"How was your day today?" "What happened at work?" The same questions we may ask others -- our partner, our children, our friends -- I find present many a nurse with challenges in succinctly responding.
We think about saying:
I took care of a gravely ill patient and his family, and he in turn shared from the depths of his soul about his fear of dying and the many losses he anticipated. I worked with the palliative care team to address his pain management needs, got in touch with his rabbi to come by and meet with him and his wife, and really worked to keep him comfortable all the way around today. In the afternoon, a young woman we treated for leukemia last year came by just to say hi and thanked us for getting her through her initial treatments before her transplant.
We might say instead, "It was profound today." And others might say, "It was just a usual day," reflecting that it was a day full of the usual routines and occurrences, some planned and some unplanned. Some days are better than others, but all are interesting.
How often do we filter what we say because it is just too difficult to put into words, too upsetting (we think to those who don't know about our profession), or too hard to talk about because it causes us to relive the experiences once home?
Balancing the responsibilities we have to our patients, our peers, and our organizations may require many different skills and talents throughout the day: managing time, prioritizing care, discerning the nature of new symptoms in a patient, placing meaningful written notations in the chart, making medication administration deadlines, and seeing the "big picture" for each and every one in our care.

Excerpts from a dataset
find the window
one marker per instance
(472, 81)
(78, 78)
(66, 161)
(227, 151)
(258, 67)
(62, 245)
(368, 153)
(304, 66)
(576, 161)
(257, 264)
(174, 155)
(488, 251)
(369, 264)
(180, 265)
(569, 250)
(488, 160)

▶ **What you need to do**:
Go on with the essay on how nurses describe their workday, picking up after its last sentence. The entries stand apart from the text and are not connected to it.

▶ **Response to this task**:
I have often thought if I had a penny for every reflection I have made about my work, usually to myself, of every special moment shared, I'd be a very rich individual today. Yet what's more, I might be more articulate in those awkward moments when I don't know how to respond to the question "How was your day?"
I went into nursing with a sense of having a calling -- to help others and to contribute to society. I liked the complexity of the studies in biology, anatomy, physiology, nutrition, psychology, sociology, psychiatry, medicine, surgery, and nursing (the human response in health and illness).
Cancer nursing was a logical next step given the job availability when I graduated, and I have never looked back. My sense of the importance of spirituality in nursing practice came much later, as did my comfort talking about it. I hope with this and future blogs, it will contribute to the dialogue about psychospiritual nursing practice from the inside out.